__Written request__
Rewrite the records from the start through the line containing "column 159, row 85", changing "bare arm" to "exposed arm" and keeping everything else the same. Omit the pictures from your answer.

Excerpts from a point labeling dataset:
====
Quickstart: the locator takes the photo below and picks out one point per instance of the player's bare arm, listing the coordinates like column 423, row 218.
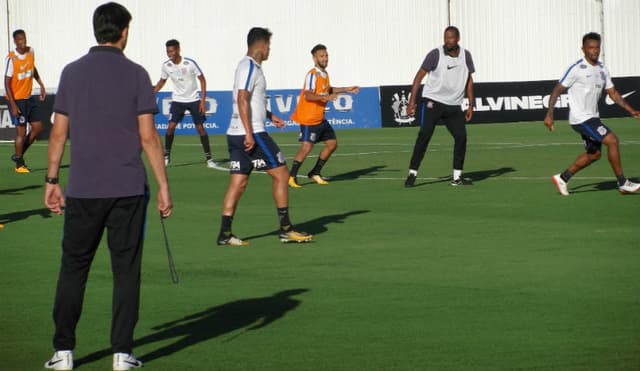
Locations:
column 53, row 196
column 203, row 93
column 244, row 110
column 555, row 93
column 417, row 80
column 159, row 85
column 469, row 114
column 36, row 75
column 276, row 120
column 12, row 103
column 619, row 100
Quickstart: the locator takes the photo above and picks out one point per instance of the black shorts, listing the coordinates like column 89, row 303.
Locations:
column 593, row 132
column 265, row 155
column 316, row 133
column 177, row 110
column 29, row 112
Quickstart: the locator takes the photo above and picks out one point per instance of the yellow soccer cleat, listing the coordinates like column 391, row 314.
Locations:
column 294, row 236
column 318, row 179
column 293, row 183
column 22, row 170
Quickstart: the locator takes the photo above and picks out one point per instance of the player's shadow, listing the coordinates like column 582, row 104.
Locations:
column 595, row 187
column 355, row 174
column 478, row 176
column 241, row 315
column 316, row 226
column 21, row 215
column 18, row 191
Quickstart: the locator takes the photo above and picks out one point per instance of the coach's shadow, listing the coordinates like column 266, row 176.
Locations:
column 478, row 176
column 20, row 215
column 595, row 187
column 355, row 174
column 246, row 315
column 318, row 225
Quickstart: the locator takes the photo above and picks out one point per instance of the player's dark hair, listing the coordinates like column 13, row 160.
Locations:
column 172, row 42
column 258, row 34
column 591, row 36
column 318, row 47
column 108, row 22
column 454, row 29
column 18, row 32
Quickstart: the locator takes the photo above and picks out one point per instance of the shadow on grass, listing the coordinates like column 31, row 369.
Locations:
column 316, row 226
column 18, row 191
column 355, row 174
column 599, row 186
column 20, row 215
column 246, row 315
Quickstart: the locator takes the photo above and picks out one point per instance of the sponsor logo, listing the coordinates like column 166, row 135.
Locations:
column 602, row 130
column 610, row 101
column 259, row 163
column 399, row 105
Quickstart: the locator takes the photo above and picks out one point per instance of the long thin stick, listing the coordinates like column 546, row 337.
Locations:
column 172, row 266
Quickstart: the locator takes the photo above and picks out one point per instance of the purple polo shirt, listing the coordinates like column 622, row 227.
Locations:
column 103, row 93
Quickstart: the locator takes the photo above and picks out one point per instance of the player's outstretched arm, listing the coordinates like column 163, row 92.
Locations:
column 616, row 97
column 555, row 93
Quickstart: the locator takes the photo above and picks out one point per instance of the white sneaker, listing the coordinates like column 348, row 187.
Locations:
column 629, row 187
column 560, row 184
column 61, row 360
column 211, row 164
column 125, row 361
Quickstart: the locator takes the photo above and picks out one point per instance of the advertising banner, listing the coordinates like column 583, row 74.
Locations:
column 508, row 102
column 8, row 130
column 348, row 111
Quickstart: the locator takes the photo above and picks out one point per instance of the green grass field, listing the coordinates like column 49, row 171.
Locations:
column 502, row 275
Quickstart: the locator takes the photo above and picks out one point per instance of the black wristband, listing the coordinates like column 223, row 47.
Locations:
column 50, row 180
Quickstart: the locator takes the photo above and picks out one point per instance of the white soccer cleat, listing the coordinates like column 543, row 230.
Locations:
column 211, row 164
column 629, row 187
column 560, row 184
column 125, row 362
column 61, row 360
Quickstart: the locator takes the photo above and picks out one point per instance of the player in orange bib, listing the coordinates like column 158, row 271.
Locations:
column 19, row 72
column 309, row 113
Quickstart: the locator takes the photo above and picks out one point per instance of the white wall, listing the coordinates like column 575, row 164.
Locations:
column 371, row 42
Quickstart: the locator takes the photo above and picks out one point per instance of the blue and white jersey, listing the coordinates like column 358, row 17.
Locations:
column 184, row 77
column 585, row 83
column 249, row 77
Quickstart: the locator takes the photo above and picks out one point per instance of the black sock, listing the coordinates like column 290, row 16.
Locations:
column 294, row 168
column 283, row 216
column 318, row 167
column 204, row 139
column 566, row 175
column 168, row 142
column 225, row 225
column 25, row 144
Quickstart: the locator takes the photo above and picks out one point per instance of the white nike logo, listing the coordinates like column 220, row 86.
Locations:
column 610, row 101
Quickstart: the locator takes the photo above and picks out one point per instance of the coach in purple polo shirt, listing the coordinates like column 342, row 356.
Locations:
column 106, row 103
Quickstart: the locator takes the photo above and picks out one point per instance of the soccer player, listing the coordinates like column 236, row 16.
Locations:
column 309, row 113
column 19, row 72
column 449, row 68
column 585, row 80
column 249, row 144
column 183, row 73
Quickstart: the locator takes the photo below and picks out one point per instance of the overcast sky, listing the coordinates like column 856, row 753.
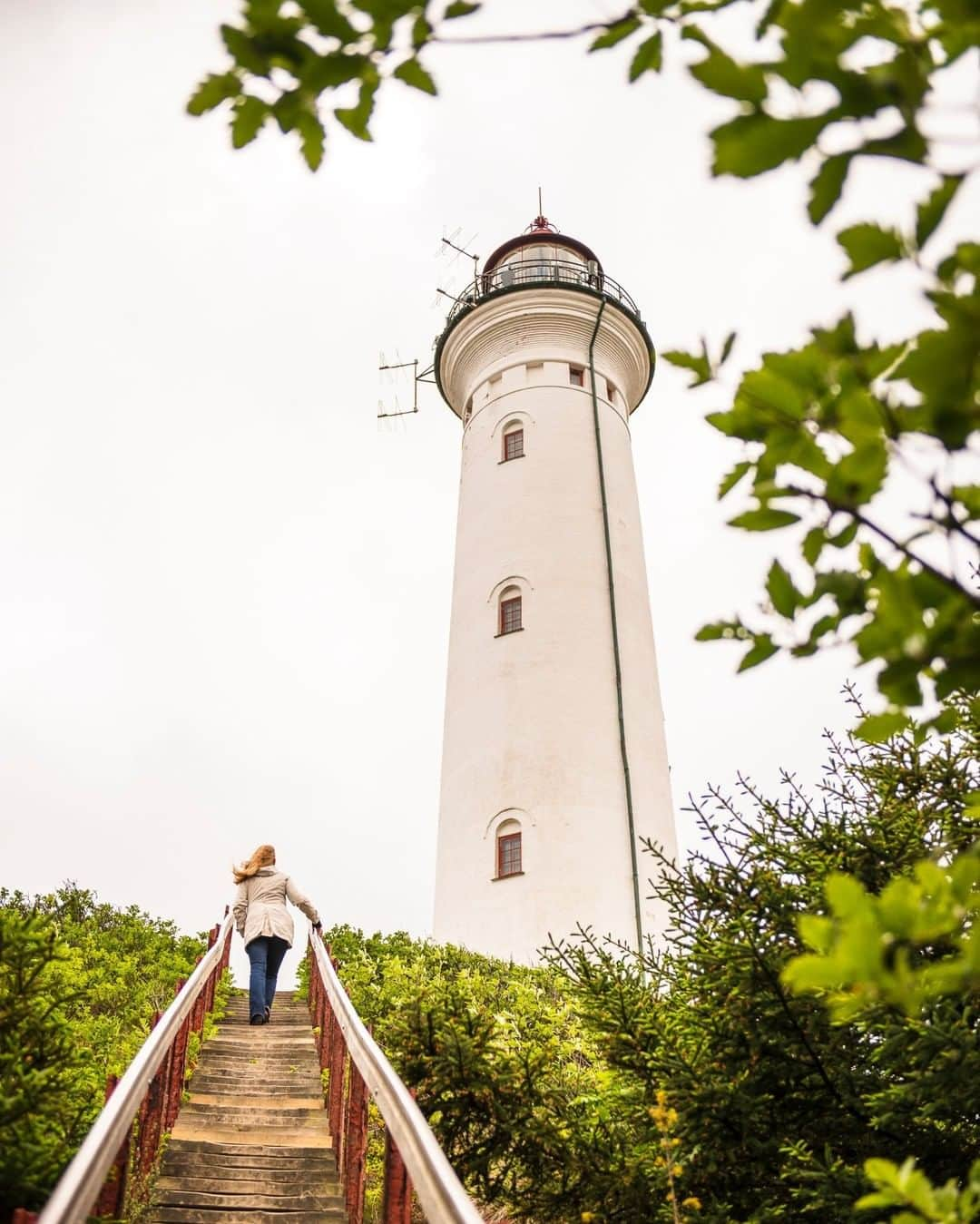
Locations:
column 224, row 586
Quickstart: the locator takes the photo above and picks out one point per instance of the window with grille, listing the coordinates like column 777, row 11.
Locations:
column 509, row 855
column 514, row 445
column 510, row 614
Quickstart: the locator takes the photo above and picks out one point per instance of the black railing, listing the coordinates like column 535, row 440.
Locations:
column 551, row 273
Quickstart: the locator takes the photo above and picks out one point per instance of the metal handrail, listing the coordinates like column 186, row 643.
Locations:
column 78, row 1188
column 439, row 1190
column 527, row 273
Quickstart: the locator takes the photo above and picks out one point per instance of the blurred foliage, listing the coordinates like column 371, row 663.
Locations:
column 695, row 1082
column 820, row 427
column 80, row 982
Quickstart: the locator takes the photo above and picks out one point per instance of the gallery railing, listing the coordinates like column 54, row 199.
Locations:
column 550, row 273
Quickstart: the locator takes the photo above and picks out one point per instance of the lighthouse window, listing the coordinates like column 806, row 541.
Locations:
column 514, row 445
column 509, row 855
column 510, row 614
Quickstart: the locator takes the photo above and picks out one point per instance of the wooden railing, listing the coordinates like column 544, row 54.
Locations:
column 358, row 1069
column 148, row 1094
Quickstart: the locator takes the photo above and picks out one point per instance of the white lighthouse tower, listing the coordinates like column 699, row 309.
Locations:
column 554, row 763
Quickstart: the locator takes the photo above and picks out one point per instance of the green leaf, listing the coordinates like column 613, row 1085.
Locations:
column 329, row 21
column 751, row 144
column 859, row 475
column 930, row 213
column 245, row 52
column 867, row 245
column 878, row 727
column 782, row 592
column 720, row 73
column 812, row 544
column 969, row 497
column 764, row 519
column 733, row 477
column 698, row 362
column 413, row 73
column 460, row 9
column 828, row 185
column 357, row 119
column 421, row 32
column 762, row 649
column 211, row 92
column 311, row 139
column 649, row 56
column 615, row 34
column 249, row 116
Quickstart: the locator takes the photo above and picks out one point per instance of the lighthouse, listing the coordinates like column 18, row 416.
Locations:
column 554, row 760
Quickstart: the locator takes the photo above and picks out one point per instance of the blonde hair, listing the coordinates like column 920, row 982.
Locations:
column 263, row 857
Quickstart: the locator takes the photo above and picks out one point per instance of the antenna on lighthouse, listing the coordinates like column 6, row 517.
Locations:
column 450, row 249
column 394, row 372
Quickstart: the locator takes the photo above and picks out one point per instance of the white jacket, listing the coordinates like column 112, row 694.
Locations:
column 260, row 906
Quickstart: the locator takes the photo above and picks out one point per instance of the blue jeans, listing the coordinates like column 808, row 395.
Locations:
column 266, row 954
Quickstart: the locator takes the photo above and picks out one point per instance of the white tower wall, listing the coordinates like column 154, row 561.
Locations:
column 533, row 731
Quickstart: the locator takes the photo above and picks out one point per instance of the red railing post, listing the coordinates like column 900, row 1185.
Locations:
column 397, row 1200
column 355, row 1147
column 151, row 1122
column 114, row 1188
column 178, row 1066
column 337, row 1053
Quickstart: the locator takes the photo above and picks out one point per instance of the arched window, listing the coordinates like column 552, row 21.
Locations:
column 509, row 861
column 513, row 442
column 510, row 618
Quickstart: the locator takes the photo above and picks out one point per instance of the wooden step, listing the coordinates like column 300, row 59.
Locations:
column 252, row 1143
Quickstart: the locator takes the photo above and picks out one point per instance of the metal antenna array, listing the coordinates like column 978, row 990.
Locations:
column 393, row 372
====
__Answer to this problem__
Quickstart: the locator takes the photo below and picks out one point per instance of the player's exposed arm, listing the coordinates like column 423, row 218.
Locations:
column 53, row 196
column 203, row 93
column 244, row 110
column 555, row 93
column 417, row 80
column 159, row 85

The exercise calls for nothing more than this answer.